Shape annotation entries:

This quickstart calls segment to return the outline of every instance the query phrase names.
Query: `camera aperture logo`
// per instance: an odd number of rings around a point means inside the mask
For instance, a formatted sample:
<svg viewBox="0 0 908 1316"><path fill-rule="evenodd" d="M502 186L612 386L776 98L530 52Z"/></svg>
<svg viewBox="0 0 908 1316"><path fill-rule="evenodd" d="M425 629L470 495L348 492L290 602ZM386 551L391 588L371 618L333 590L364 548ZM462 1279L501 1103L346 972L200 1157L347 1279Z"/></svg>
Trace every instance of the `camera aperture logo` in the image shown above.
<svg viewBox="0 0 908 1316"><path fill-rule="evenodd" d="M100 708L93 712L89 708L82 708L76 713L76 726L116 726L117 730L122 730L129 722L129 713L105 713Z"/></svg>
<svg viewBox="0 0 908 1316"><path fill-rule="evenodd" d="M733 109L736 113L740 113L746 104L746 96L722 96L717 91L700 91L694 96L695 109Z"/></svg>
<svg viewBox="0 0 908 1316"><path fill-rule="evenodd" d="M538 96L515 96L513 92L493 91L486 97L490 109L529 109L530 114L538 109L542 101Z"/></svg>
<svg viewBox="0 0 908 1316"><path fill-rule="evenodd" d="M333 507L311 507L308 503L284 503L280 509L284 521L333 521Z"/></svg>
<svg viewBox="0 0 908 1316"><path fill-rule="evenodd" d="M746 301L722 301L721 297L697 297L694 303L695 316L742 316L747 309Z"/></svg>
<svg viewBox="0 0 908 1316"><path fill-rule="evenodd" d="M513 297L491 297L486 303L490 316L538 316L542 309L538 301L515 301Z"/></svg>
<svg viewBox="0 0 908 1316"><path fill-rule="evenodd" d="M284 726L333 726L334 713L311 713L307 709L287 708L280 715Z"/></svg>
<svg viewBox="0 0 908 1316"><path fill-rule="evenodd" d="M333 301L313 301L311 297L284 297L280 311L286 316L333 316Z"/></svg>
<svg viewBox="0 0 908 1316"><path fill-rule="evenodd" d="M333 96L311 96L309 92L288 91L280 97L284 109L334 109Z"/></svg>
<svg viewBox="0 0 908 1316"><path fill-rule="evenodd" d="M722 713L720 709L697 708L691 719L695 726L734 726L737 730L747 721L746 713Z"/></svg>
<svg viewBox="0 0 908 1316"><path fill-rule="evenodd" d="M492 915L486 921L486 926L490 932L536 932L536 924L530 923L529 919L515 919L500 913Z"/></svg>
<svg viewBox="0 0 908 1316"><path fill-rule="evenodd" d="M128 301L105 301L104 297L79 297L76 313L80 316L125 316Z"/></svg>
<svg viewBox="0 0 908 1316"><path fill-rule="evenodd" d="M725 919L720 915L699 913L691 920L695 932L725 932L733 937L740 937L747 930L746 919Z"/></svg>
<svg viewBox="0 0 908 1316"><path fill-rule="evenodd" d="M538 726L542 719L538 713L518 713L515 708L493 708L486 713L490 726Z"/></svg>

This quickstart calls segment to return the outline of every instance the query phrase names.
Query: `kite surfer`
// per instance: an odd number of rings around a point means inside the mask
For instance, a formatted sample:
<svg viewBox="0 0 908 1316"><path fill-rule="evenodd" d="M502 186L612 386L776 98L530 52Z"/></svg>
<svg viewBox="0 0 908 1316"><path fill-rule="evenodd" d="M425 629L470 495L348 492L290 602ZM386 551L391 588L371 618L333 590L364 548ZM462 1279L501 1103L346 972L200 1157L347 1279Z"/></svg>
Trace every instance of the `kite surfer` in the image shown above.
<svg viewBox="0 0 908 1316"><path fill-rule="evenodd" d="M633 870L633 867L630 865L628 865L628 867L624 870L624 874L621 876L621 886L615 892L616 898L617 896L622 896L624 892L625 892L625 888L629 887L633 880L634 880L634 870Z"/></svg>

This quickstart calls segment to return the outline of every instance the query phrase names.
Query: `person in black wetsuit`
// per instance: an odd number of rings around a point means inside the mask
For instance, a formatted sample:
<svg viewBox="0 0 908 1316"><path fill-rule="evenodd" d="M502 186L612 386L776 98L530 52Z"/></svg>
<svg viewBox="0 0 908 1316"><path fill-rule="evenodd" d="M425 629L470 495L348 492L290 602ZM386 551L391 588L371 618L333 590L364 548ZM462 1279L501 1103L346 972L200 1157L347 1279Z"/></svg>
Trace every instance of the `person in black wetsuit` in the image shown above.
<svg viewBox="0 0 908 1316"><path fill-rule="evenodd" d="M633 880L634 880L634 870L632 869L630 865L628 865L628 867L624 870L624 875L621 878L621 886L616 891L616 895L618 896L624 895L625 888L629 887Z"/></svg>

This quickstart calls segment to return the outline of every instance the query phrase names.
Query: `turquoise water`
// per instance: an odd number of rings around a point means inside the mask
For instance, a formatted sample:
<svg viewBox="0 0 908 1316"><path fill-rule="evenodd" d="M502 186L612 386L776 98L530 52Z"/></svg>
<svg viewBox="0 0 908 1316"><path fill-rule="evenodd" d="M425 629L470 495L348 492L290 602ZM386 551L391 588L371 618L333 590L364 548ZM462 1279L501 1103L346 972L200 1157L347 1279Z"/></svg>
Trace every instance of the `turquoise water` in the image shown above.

• EXERCISE REQUIREMENTS: Find every line in the listing above that contains the word "water", and copy each of those lines in full.

• ANSWER TO THIS EXERCISE:
Query: `turquoise water`
Trace every instance of the `turquoise water` in the image shown above.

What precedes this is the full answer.